● **BRIEF**
Reproduce the listing from the line containing "the snow surface with tracks" through its final line, inclusive, keeping every request line, and add 86 to each coordinate in the answers.

● **Entries from a pointing dataset**
- - -

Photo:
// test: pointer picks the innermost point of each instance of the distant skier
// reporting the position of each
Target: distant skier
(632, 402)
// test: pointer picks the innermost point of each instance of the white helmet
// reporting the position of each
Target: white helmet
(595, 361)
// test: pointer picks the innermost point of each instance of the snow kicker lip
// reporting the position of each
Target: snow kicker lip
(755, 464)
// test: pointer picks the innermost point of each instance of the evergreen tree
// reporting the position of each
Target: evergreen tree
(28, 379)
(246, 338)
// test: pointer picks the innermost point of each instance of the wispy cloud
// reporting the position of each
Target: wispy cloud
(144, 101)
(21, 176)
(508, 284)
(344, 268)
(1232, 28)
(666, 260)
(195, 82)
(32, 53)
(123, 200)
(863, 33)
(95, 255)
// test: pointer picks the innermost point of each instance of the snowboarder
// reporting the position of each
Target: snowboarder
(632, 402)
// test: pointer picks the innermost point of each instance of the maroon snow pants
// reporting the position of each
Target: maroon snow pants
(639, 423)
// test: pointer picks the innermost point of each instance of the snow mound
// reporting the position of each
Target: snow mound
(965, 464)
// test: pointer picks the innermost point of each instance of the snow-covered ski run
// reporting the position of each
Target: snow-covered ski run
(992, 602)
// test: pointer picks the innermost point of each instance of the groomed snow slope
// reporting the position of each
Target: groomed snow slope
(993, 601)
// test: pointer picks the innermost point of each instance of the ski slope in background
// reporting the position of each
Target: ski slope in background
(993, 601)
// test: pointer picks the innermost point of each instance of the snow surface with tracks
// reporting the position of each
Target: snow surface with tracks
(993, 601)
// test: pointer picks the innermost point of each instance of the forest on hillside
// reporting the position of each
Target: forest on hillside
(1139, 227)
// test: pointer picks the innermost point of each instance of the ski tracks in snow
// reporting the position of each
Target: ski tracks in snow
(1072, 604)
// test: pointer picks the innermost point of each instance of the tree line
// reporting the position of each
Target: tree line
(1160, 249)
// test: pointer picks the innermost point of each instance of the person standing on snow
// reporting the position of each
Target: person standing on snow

- - -

● **EXPECTED ANSWER**
// test: pointer picks the innermost point of each instance of the snow surface with tracks
// reporting the position of each
Target: snow surface with tracks
(1079, 687)
// test: pointer picks the innermost point of each instance of the forest on hillside
// reporting the position of each
Target: forest on hillside
(1225, 313)
// test: pointer picks the innermost point of each instance of the ski tracks in snow
// reporting the position of each
Target: ski tracks in snow
(1158, 690)
// test: pointer picks the innermost point of each instance of the tree line
// reporting the position of each
Target: tree line
(1246, 335)
// test: pointer picks the innermost point of each instance of the person standing on snow
// reporting the position of each
Target: person standing on snow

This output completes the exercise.